## START Supplied text

Moreover, we consider a prediction interval of α _t at a confidence level θ which is to be chosen by the investor in practice. The prediction interval is given by ${\hat{α}}_{t} \pm t_{1 - θ / 2, n - 1} s_{t} (1 + \frac{1}{n})^{\frac{1}{2}}$ , where t _1-θ/2,n-1 is the t-value at the corresponding confidence level and degree of freedom and s _t is the sample standard deviation of the data ${α_{t_{i}}}_{i = 1}^{n}$ . For detail of prediction interval, see Hahn (1970). For a short arbitrage opportunity, i.e. we want to set up a long position on the next expiring futures, it will cause a gain if the “delta” increases and a loss if the “delta” decreases. So $▵ {\hat{α}}_{t}$ is set as $α_{t} - {\hat{α}}_{t} + t_{1 - θ / 2, n - 1} s_{t} (1 + \frac{1}{n})^{\frac{1}{2}}$ , i.e. how much the “delta” can possibly decrease at a level of confidence θ. Similarly, for a long arbitrage opportunity, $▵ {\hat{α}}_{t}$ is set as ${\hat{α}}_{t} + t_{1 - θ / 2, n - 1} s_{t} (1 + \frac{1}{n})^{\frac{1}{2}} - α_{t}$ to estimate the increase of the “delta”. Finally $▵ {\hat{S}}_{t}$ is set as the value at risk (VaR) of the underlying asset over the last η days at a confidence level ζ which is to be chosen by the investor in practice. More specifically, the way to calculating VaR is that daily high and low price data of the underlying asset over the last η days is collected and we calculate the difference between daily high and low price for each trading day. We then take the ζ-th greatest change between daily high and low price as the VaR.

5 Process of Implementing the Strategy

In this section we summarize the process on how to implement our strategy by using the proxy. It is given as pseudocode in Algorithm 1.

Algorithm 1
Process of implementing the strategy

1: Choose a proxy

2: Define an estimation ${\hat{δ}}_{t}$ for the threshold δ_t

3: Choose values of the parameters C and ∊_t of the integer program

4: while the futures contracts is not yet matured do

5: Solve the integer program (4)

6: If $Q_{t} > {\hat{δ}}_{t}$ then

7: Set up an arbitrage portfolio

8: else ift = time marks then

9: Maintain the arbitrage portfolio based on the output K ₂,t’s of the integer program

10: end if

11: end while

6 Data Used for Empirical Test

In this paper, Hang Seng Index Futures (HSI Futures) of the Hong Kong market will be used to examine mispricing patterns on the expiration day and test our trading strategy. The HSI Futures was introduced in May, 1986. Its underlying asset is Hang Seng Index (HSI), a capitalization-weighted index consisting of 50 major stocks of the Hong Kong market. The futures contracts are traded in Hong Kong Exchanges and Clearing Limited, and expire on the day before the last business day of every month. It has a contract multiplier of 50 Hong Kong dollars per index point. An Asian-style settlement procedure is used to calculate the settlement price of the HSI Futures, which is the arithmetic average of the HSI quotations taken every five minutes on the expiration day, rounding down to the nearest whole number. The majority of trading volumes of the HSI Futurescontracts are concentrated in front month contracts and first back month contracts.

## END Supplied text

What to work on ▸
- A) In the futures arbitrage text, why is the estimate of the change in "delta" for a short arbitrage opportunity set to measure how far "delta" can decrease? Answer in one to three sentences.
- B) Carry on the futures arbitrage text from the point where it stops.

## START Stored data

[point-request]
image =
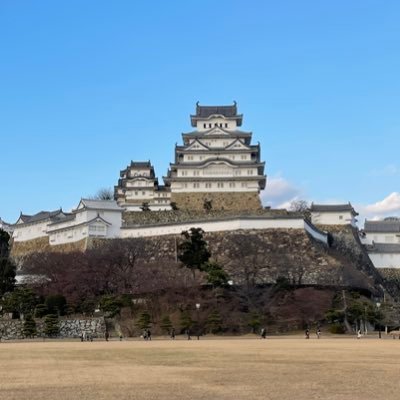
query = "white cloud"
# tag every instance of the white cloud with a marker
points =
(389, 206)
(387, 170)
(279, 193)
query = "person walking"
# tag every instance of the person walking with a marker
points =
(263, 333)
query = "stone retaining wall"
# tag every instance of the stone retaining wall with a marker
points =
(236, 201)
(69, 328)
(132, 218)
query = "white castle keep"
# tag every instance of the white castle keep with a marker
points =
(216, 168)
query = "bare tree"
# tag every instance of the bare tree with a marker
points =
(300, 206)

## END Stored data

Set of answers ▸
- A) A short arbitrage opportunity means setting up a long position on the next expiring futures, which gains when "delta" increases and loses when it decreases. The estimate is therefore set as how much "delta" can possibly decrease at confidence level θ.

- B)
Our data consists of every two seconds quotations of the HSI and tick-by-tick bid/ask quote records of the HSI Futures on the expiration days in the period from Jan 2013 through June 2015, which provides in total 30 expiration days to study. More specifically, it is a historical intraday data recording the price of the HSI and the HSI Futures on the expiration days from 9:35 a.m. (first HSI quotation is taken) to 4:00 p.m. (market closing).

7 Pattern of Mispricing of HSI Futures

In this section we examine patterns of mispricing of the Hang Seng Index Futures (HSI Futures) on the expiration days. In Sections 7.1 and 7.2, we examine the frequency and the magnitude of mispricing of the HSI Futures on the expiration days respectively.

7.1 Frequency of Mispricing

Transaction cost is an important factor to be considered before performing arbitrage, as high transaction costs may completely erode the profitability. In view of this, we examine the frequency of mispricing at different levels of transaction costs. Table 2 reports the frequency of mispricing signals at four levels of transaction costs: 0, 1 index point, 0.0077% and 0.1077% for a total of 9, 750 observations. In particular, these 4 levels correspond to no transaction cost, brokerage’s rates of transaction costs for trading index futures, ETFs and stocks in the Hong Kong market respectively. It is worth noting that since we consider bid-ask quotes of the index futures instead of trade quotes, it is possible to generate a neutral signal even with 0 transaction cost (no mispricing occurs when (3) holds). In fact, 18.5% of the observations are identified as no mispricing with 0 transaction cost. Almost 60% and about half of the observations are identified as mispricing when the transaction costs are 1 index point and 0.0077% respectively. When transaction costs increase to the level of trading stocks, the proportion of mispricing drastically drops. Only 0.2% of the observations are recorded as mispricing at 0.1077% transaction costs, implying arbitrage opportunities using constitute stocks are scarce even for brokers. This observation is similar to the finding of Modest and Sundarsesan (1983) in the U.S. market, where the actual futures prices fluctuate within a bounded interval without showing any arbitrage opportunity when trading index constituentstocks.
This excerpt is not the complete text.